● TASK INSTRUCTIONS: Please write out each entry below exactly as it appears.

● EXERCISE MATERIALS:

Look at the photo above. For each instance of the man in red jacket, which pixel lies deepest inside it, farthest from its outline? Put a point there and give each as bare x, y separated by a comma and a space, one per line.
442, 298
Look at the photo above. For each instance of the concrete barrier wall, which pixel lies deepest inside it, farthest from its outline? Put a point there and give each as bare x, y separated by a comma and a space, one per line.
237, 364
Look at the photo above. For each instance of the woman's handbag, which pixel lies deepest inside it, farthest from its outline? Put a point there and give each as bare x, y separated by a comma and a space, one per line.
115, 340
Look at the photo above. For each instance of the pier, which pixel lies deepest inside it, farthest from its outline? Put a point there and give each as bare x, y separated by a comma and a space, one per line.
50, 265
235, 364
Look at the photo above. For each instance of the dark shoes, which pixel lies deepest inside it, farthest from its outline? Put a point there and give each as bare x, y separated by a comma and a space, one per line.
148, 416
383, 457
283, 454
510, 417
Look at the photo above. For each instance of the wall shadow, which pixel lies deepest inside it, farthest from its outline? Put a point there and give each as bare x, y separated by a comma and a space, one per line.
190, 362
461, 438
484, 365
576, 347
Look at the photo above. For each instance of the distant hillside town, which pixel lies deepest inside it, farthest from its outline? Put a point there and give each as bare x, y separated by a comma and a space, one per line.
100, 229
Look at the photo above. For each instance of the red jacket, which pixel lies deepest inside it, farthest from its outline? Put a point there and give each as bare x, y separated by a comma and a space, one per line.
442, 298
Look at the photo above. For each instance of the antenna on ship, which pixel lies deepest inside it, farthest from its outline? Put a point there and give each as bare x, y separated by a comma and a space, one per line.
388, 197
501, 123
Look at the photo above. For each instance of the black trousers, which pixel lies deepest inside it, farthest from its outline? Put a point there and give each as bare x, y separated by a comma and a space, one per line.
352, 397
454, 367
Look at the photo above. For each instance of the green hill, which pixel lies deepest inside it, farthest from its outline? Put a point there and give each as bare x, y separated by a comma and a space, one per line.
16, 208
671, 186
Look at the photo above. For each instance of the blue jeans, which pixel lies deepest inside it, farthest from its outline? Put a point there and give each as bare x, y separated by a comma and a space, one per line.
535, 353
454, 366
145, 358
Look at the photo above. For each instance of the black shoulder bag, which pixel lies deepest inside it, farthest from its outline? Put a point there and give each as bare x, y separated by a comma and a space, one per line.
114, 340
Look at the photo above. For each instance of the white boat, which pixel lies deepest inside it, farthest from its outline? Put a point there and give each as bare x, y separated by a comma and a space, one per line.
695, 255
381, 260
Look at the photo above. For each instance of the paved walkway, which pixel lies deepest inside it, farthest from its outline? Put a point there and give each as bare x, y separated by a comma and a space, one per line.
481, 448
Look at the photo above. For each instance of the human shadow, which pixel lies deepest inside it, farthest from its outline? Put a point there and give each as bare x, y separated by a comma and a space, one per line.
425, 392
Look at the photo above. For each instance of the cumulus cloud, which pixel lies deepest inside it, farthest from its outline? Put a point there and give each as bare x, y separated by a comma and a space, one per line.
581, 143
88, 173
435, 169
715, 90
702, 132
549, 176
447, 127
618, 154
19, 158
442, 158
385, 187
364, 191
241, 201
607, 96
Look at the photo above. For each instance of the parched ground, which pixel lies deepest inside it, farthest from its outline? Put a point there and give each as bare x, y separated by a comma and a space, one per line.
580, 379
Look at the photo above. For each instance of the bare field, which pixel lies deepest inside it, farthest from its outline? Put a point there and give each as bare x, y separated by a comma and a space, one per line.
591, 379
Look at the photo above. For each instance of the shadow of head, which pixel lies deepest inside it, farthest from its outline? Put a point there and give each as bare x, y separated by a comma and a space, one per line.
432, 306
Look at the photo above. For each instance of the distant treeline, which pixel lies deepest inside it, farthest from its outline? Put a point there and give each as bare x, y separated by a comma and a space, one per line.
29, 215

● ANSWER TO THE PROBLEM:
Look at the photo above. For each instance of the man in red jacket, which pixel lies deepest inside it, farthest from its outline? Put a point there and give each as bare x, y separated by a comma and a space, one per line.
442, 298
Look at the photo above. For each instance of the concrete barrier wall, which pixel lies deepest inside it, farthest from its outline? Put a point there and give each as bare x, y separated by a comma and a space, one per line.
237, 364
Look at the photo above. For each instance of the woman's handbag, which pixel lies deepest inside it, farthest from its outline? Put a point there and give each as bare x, y separated by a comma and a space, one per line.
115, 340
Look at the photo above. For each instance of the pier, which pixel lies deepest inside it, farthest from its outline? Put a point there and give each as bare x, y separated by a comma and a space, one per line.
50, 265
235, 364
Look at the photo above. For each instance of the dark shoes, which pixel lies deepest inside it, farthest from its outline? Put a point there and give each as bare x, y separated by a comma and a space, one per line.
148, 416
383, 457
283, 454
510, 417
Look at the photo above. For each instance of the wall shadow, which pixel lies deepest inside it, farthest from its outline? Put a point there and give each as bare x, y separated by a comma and a space, one per line.
190, 362
461, 438
484, 365
576, 347
Look at the photo above. For each instance of the distant hillside town, which pixel lies deepest inside it, farthest from its outline? Put a point there and give each as bare x, y separated by a comma and a space, one per line.
100, 229
Look at the photo above. For each instance of the red jacket, which pixel lies deepest inside it, farthest from its outline? Put a point there and give each as bare x, y separated by a comma and a space, one per line.
442, 298
Look at the photo above. For each instance of the antenna on ship, which pixel lies deepest inside it, farthest from its outline? Put a point there and give each as bare x, y separated by a comma and a space, one per line.
388, 197
501, 123
Look at the photo above. For each instance of the black trousers, which pixel lies deepest inside it, farthest from its outline? Put a point there and give each as bare x, y separated by a comma and a space, one per line.
352, 397
454, 367
Look at the photo above. For each instance of the green hill, which pixel lies deepest inside it, farthest from its outline? Put a point there and give each as bare x, y separated by a comma and a space, one per line.
16, 208
671, 186
Look at the photo above. For each instance of the blue jeans, which pixel lies deepest inside it, farthest from its outline? Put a point there and give each as bare x, y separated by a comma and a space, one per line.
535, 353
454, 366
145, 358
Look at the photo above. For each instance of the black shoulder bag, which pixel lies deepest inside it, farthest from its outline? Put a point there and give each as bare x, y separated by a comma and a space, one per line.
114, 340
Look at the photo above. For each instance of the white boat, which pixel lies deepest inside it, farthest from its outline? Put a point there and give each as bare x, y separated by a comma and a space, one per line.
695, 255
381, 260
Look at the photo above. For each instance of the paved walkway, which pixel lies deepest inside it, farthest from its outline? Put a point there and give each as bare x, y separated by a comma and a space, one per line.
481, 448
Look at the photo above. For each instance of the human shadow, which pixel lies deepest inside it, farthest from its outline? Put a point there and give each as bare x, y separated by a comma and a space, one per line.
425, 392
Look at the photo above. For each instance of the cumulus cloud, which pixel lies deepest inside it, farthest from its outline? Put a point there and give each as bare x, y separated by a comma and a space, one per line.
581, 143
88, 173
435, 169
715, 90
702, 132
549, 176
447, 127
618, 154
19, 158
442, 158
385, 187
364, 191
241, 201
607, 96
Look at the photo above. For each instance of the parched ground, which pixel lies deepest inside it, farthest from its outline? Put a point there and give each as bare x, y separated by a comma and a space, one per line.
580, 379
Look at the photo above. For each instance of the bare field, which pixel lies deepest inside it, farthest from its outline? Put a point there and give each as bare x, y separated by a comma and a space, one per line.
591, 379
Look at the photo above. For each instance of the shadow of head, which pixel lies deepest inside it, farthest from its outline? Put a point there and give each as bare x, y separated by a comma and a space, one per line.
432, 306
Look at the photo above. For each instance of the distant treeline, which pixel lies deepest inside it, farthest from its outline? Put a point there and give each as bare x, y separated by a comma and a space, one per line.
29, 215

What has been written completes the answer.